## begin Records shown

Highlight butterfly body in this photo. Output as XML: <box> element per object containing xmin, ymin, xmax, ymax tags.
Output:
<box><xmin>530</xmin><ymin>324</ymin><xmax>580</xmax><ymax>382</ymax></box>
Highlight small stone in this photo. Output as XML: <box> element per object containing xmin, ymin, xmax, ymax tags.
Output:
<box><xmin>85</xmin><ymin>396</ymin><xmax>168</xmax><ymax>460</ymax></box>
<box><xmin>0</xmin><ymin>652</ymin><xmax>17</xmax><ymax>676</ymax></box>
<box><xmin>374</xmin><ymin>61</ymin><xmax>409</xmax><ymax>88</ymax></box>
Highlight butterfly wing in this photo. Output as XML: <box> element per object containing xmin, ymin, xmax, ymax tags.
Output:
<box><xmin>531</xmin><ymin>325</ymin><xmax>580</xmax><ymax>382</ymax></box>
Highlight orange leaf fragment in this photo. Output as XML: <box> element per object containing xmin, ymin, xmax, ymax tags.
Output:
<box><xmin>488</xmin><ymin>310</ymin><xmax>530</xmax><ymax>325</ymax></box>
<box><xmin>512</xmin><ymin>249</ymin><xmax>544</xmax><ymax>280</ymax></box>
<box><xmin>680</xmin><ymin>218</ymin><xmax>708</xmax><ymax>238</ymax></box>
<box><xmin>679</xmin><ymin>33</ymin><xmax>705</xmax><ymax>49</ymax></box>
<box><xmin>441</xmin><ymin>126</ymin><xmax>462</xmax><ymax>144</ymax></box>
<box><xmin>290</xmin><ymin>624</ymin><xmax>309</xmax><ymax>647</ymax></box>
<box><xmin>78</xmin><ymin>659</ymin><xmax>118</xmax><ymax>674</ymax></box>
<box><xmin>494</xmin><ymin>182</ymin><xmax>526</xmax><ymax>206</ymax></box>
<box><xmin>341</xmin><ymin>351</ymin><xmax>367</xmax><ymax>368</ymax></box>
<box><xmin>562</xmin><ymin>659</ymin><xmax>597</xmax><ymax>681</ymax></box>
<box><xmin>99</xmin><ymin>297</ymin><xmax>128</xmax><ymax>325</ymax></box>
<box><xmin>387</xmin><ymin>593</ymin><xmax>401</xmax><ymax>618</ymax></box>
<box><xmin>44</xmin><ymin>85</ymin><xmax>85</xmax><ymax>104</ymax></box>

## end Records shown

| Objective |
Extract each line of the records above that contains the word "butterfly", matching case exactly.

| Exercise response |
Highlight butterfly body in this photo. Output as XML: <box> element per object containing xmin, ymin, xmax, ymax tags.
Highlight butterfly wing in this photo. Output as XML: <box> element per object containing xmin, ymin, xmax, ymax tags.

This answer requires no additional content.